Conjuncts are not currently implemented. This draft is a discussion document. Please direct discussion to email@example.com
[Also see "Conjunctive coupons primer" from the Hypermail archive]
- used Perl notation (&& for AND, || for OR) to prevent confusion when coding this, (and to leave a symbol for P(A|B) ).
- P(A|B) means the probability of A occurring given that B has already occurred.
- ~B means NOT B (i.e., the NO coupons pay off)
Higher Expected Return
If the odds of claim A paying off are 10%, but it ultimately it does, you make 10 times your money. But if instead you buy the AND claim A with another claim B which also has 10% odds, you make 100 times your money.
That's a pretty good reason to be interested in conjuncts.
A Implies B (A --> B)
This is a bet that B must follow A. You may not know how likely "real" artificial intelligence is (Call it TngT for Turing Test), but may think it is a good bet that a computer will be the world chess champion (Ches) before TngT is true. In other words TngT cannot be true unless Ches is true. Thus would like to:
SELL Ches && ~TngT
In all cases but where Ches is FALSE and TngT is TRUE, this pays off, assuming both claims are resolved.

**DATA LINES:**
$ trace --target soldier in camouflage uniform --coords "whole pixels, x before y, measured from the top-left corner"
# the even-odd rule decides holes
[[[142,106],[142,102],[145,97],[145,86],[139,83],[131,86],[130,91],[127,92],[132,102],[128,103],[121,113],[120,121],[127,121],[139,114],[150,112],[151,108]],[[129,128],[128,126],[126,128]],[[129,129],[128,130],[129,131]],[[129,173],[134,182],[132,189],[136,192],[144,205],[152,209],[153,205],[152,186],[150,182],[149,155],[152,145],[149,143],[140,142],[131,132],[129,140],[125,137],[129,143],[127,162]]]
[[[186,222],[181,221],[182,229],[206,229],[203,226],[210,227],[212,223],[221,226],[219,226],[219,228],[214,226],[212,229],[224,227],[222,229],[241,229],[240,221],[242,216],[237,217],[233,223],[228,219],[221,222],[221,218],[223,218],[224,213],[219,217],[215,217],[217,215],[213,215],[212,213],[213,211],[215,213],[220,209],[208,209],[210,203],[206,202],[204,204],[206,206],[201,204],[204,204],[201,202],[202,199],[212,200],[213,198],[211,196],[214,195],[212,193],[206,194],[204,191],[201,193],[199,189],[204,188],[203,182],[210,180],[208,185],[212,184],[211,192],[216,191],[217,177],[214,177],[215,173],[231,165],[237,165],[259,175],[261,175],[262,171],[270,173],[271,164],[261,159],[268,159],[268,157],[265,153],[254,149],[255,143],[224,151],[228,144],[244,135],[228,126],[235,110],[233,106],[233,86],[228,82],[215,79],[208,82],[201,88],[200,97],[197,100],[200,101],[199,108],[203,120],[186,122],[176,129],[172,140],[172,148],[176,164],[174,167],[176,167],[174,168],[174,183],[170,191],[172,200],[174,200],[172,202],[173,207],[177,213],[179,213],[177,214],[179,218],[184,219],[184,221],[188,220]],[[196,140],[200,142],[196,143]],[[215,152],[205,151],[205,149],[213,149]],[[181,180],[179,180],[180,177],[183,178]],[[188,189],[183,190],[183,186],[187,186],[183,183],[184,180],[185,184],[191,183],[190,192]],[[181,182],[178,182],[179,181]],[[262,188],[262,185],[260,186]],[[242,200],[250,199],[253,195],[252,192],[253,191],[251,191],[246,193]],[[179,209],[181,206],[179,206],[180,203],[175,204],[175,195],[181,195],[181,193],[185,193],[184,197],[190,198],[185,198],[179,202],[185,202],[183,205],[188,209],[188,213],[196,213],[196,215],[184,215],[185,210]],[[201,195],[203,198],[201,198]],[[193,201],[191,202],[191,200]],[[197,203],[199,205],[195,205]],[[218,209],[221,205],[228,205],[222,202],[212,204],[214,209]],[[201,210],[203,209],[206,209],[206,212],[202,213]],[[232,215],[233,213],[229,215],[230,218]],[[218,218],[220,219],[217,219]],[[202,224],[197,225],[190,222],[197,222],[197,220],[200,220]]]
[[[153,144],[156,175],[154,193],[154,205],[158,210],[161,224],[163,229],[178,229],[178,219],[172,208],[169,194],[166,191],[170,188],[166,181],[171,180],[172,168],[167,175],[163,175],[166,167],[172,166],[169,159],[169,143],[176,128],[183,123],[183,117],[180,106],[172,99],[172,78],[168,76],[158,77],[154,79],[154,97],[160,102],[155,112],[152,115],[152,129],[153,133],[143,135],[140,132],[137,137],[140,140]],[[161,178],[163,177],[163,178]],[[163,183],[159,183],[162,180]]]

**REQUESTS:**
a. Explain, in one to three sentences, why the conjuncts draft writes AND and OR in Perl notation.
b. Continue the conjuncts draft from its last sentence.

**ANSWERS FOR THIS EXERCISE:**
a. The draft uses Perl notation, with && for AND and || for OR, to prevent confusion when coding. It also keeps the | symbol free for conditional probability, written P(A|B).

b.
| Ches ~Ches |
TngT | 1 1 |
~TngT | 0 1 |
A market of "imply" conjuncts can be used to determine the consensus on the interrelationship of future developments, so that a critical path chart could be developed. Ideally one could bet on combinations of implies, to bet on the configuration of the whole chart at once (with a huge ROI if you get it right).
Here's a more complicated example:
... trading "p of X if B" for "X if A&&B" is, for a risk-neutral trader, betting that the conditional probability of A given B is greater than p."
(P. 8, Information Prizes: Patronizing Basic Research, Finding Consensus", Robin Hanson, version presented at Western Economics Association meeting, June 1993)
Theory of Conjuncts
"The probability of two dependent events occurring is the probability of the first, multiplied by the conditional probability that the second occurs given the first has already occurred." C.D.J. Waters
P(A && B) = P(A) * P(B|A)
= P(B) * P(A|B)
P(A|B) = ( P(B|A) * P(A) ) / P(B)